YOUR INSTRUCTIONS: Set all the entries down once more, with nothing altered.

Point-per-instance localization data:
= Beginning of Section =

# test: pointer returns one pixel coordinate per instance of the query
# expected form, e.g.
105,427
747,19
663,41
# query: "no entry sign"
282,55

= End of Section =

TASK SOLUTION:
# test: pointer returns one pixel coordinate per instance of the query
# expected form, e.g.
105,427
747,19
663,41
# query: "no entry sign"
282,55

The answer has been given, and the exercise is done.